17 Ekim 2021

"Çöküş" böyle bir şey

Bunun mutlaka ve mutlaka siyasal faturası var, seçimlerde AKP artık yolcu. Nihayet, hazin bir maceranın sonuna yaklaşıyoruz, hayli acılar çekerek

"Yabancı kuruluşlar doların Türk Lirası karşılığını yıl sonu için ne hesaplıyorlar, biliyor musunuz?.. Ve asıl bu hesabı ne zaman yapıyorlar?.."

Dudağınız uçuklar!..

Yabancı yatırımcılar Türkiye'den kaçıyor, yeni yabancı sermaye zaten gelmiyor.

Buna karşılık, bazı uluslararası kuruluşların Türkiye'ye dönük projeleri var. Çeşitli alanlardaki bu projeler halen yürürlükte. O projelerle ilgili "Türk Lirası - dolar kuru" hesapları yapılıyor.

O projelerde...

"Bugün değil, daha yaz başında, dolar 7.50 TL dolayında iken...

Yıl sonu için doların fiyatı 10 lira üzerinden hesaplanıyor."

Neden?..

Çünkü, elin oğlu Türkiye'de ekonomik politikaların iflas ettiğini, her adımın kör inada bindiğini, rasyonel kararların geride kaldığını, görevdeki ekiplerin liyakattan uzak nitelikte olduklarını, yanlışların yönetime aktarılmasının mümkün olmadığını çoktan görüyor.

1- Bu nedenle Türkiye'den ayrılıyorlar, Türkiye'ye gelmek istemiyorlar.

2- Bu nedenle dolar kurunun daha da yükseleceğini tahmin ederek, "resmi projelerde" doları yılı sonunda 10 liradan hesaplıyorlar.

"Dört ay öncesinden!.."

Beş gösterge

İngiltere'de yayınlanan dünyaca güvenilir haftalık The Economist dergisi her hafta 42 ülkeye ait en son ekonomik verileri paylaşıyor. 42 ülke arasında Afrika ve Güney Amerika ülkeleri ile Uzak Asya ülkeleri var, yani gelişmiş ülkelerin yanı sıra, gelişmekte olan ülkeler de var.

O ülkelere bakınca, Türkiye'nin hal-i pür melali daha net görülüyor.

Dikkate alınan beş temel gösterge, ülkelerle karşılaştırmalı olarak yayınlıyor.

O beş gösterge şöyle:

"1-Enflasyon:

42 ülke arasında enflasyonu en yüksek ikinci ülke Türkiye, ilki Arjantin. Diğer kırk ülkenin beşinde enflasyon yüzde 5 ile 10 arasında. Kalan otuz beş ülkede yüzde 5'in altında."

§ **Gösterilen Bilgiler**
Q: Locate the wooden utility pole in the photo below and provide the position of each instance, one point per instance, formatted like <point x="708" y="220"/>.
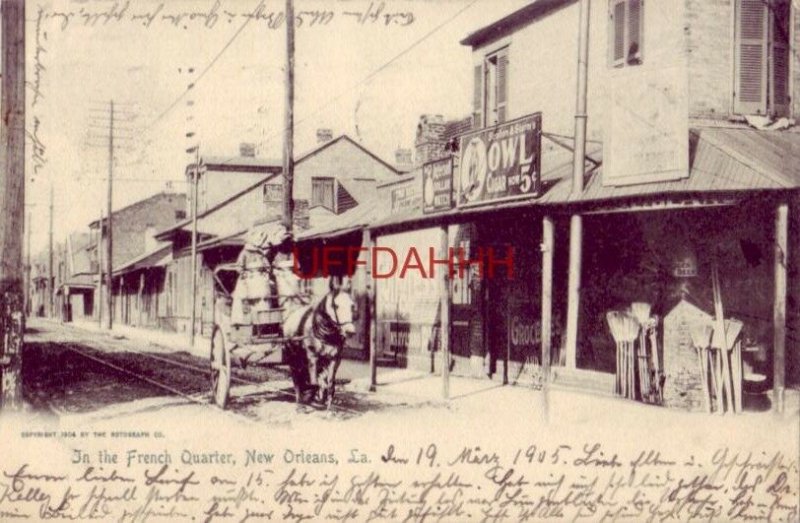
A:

§ **Görevin Amacı**
Türkiye ekonomisi üzerine olan yazıdan, "1- Bu nedenle" sözlerinin geçtiği yerle açılan ve "ülkeler de var." sözleri ile kapanan bölümü olduğu gibi yazın.

§ **Elde Edilen Sonuç**
1- Bu nedenle Türkiye'den ayrılıyorlar, Türkiye'ye gelmek istemiyorlar.

2- Bu nedenle dolar kurunun daha da yükseleceğini tahmin ederek, "resmi projelerde" doları yılı sonunda 10 liradan hesaplıyorlar.

"Dört ay öncesinden!.."

Beş gösterge

İngiltere'de yayınlanan dünyaca güvenilir haftalık The Economist dergisi her hafta 42 ülkeye ait en son ekonomik verileri paylaşıyor. 42 ülke arasında Afrika ve Güney Amerika ülkeleri ile Uzak Asya ülkeleri var, yani gelişmiş ülkelerin yanı sıra, gelişmekte olan ülkeler de var.